→ What is asked:
Set down, without alteration, the lines from the one that contains "of the silver" through the final line of the material below.

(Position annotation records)
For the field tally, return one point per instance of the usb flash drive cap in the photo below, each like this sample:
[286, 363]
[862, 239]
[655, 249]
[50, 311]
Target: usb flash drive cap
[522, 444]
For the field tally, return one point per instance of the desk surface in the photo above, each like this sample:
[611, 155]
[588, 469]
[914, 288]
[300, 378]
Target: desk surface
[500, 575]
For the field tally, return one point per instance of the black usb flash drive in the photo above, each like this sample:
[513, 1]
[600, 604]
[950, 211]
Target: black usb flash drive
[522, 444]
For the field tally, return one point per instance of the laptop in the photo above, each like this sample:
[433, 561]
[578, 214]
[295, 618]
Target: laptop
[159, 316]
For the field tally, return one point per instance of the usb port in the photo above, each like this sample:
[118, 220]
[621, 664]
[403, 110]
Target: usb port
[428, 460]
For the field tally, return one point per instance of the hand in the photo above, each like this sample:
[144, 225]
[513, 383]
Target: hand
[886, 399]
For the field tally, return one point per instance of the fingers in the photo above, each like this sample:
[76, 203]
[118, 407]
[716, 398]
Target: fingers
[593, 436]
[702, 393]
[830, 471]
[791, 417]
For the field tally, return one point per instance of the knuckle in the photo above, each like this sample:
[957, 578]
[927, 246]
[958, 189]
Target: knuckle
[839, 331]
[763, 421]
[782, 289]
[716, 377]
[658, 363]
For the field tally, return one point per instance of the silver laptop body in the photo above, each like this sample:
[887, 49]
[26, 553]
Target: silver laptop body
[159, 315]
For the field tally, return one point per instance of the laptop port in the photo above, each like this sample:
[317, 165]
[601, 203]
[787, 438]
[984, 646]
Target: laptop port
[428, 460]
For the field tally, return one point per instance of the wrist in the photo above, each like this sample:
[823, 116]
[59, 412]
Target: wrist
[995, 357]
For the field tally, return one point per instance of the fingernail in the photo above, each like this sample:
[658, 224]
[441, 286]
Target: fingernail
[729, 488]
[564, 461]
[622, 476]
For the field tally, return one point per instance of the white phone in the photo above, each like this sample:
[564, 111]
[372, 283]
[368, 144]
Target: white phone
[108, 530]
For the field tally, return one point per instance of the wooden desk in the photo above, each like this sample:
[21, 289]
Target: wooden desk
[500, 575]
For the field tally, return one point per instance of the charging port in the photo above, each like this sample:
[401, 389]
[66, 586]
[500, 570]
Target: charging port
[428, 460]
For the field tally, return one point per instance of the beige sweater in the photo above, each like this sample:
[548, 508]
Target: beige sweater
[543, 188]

→ Reply:
For the field tally, return one point per instance of the silver laptop body in the photo above, each like this sample:
[887, 49]
[26, 553]
Target: silver laptop body
[159, 315]
For the field tally, return one point per instance of the laptop port in the photo above, each like this sample:
[317, 165]
[601, 203]
[787, 438]
[984, 646]
Target: laptop port
[428, 460]
For the field tally, return one point per instance of the wrist in the photo above, each like this sample:
[823, 116]
[59, 412]
Target: wrist
[995, 357]
For the field tally, return one point per instance of the fingernail in the photo above, each like this sample:
[658, 224]
[441, 286]
Target: fingernail
[729, 488]
[564, 461]
[622, 476]
For the field tally, return one point per instance of the white phone in the photo above, each like this sample:
[564, 111]
[372, 283]
[368, 144]
Target: white phone
[108, 530]
For the field tally, return one point per instance of the wooden desk in the photo above, each like this sample:
[21, 289]
Target: wooden desk
[500, 575]
For the field tally, return one point per instance of the charging port in the photo above, each like this sample:
[401, 389]
[66, 586]
[500, 570]
Target: charging port
[428, 460]
For the field tally, return one point per instance of the beige sweater in the photo above, each like this sample:
[548, 508]
Target: beige sweater
[543, 188]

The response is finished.